====== Quoted passage
Unlike my daughter’s school progress report, however, which shows her current grades in each class, my progress report does not do that. The grades are not up to me; they are up to you. You can grade each item below, either by emailing or calling me.
$443 million in income and sales tax cuts were passed earlier this session, with almost unanimous bipartisan support. The legislation also repealed some business taxes and added to the state’s budget reserve. I voted yes.
Property tax relief: A second tax cut proposal, representing an additional $103 million in tax relief, has passed the House and Senate with wide bipartisan support, but with vastly different provisions in each body. The House version focuses on direct property tax relief to homeowners. The Senate version provides the aid to local governments, in hopes they in turn provide property tax relief. I voted yes and support the House approach of providing tax relief directly to homeowners.
Schools, vets and nursing home
A modest portion of the state’s $1.2 billion budget surplus went to additional spending, mainly for schools, veterans programs and nursing homes. The additional spending represents 0.7 percent of the state general fund budget. I voted yes for the House version, which passed with bipartisan support of various provisions. The Senate version is slightly different.
Minimum wage increase
Minnesota’s minimum wage will rise under a compromise proposal signed into law last week. For large employers, the minimum wage rises from the current $6.15 per hour to $8 per hour on Aug. 1, $9 per hour on Aug. 1, 2015, and $9.50 per hour on Aug. 1, 2016. For small employers, the minimum wage rises from the current $5.25 per hour to $6.50 per hour in 2014, $7.25 per hour in 2015, and $7.75 per hour in 2016. There are exceptions to the new law, allowing for slightly lower wages for teens, trainees and some foreign workers. I voted yes.
============
====== Supplied material
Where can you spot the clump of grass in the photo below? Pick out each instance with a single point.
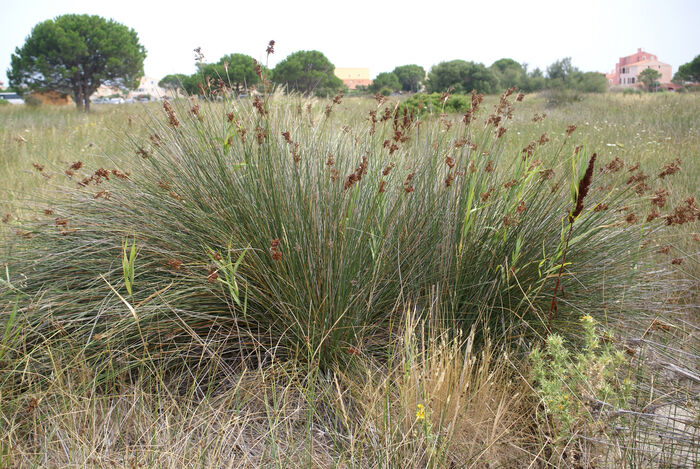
============
**What is needed:**
Reproduce the progress report between "Schools, vets and" and "is slightly different.", inclusive, substituting "extra spending" for "additional spending".

**Written solution:**
Schools, vets and nursing home
A modest portion of the state’s $1.2 billion budget surplus went to extra spending, mainly for schools, veterans programs and nursing homes. The extra spending represents 0.7 percent of the state general fund budget. I voted yes for the House version, which passed with bipartisan support of various provisions. The Senate version is slightly different.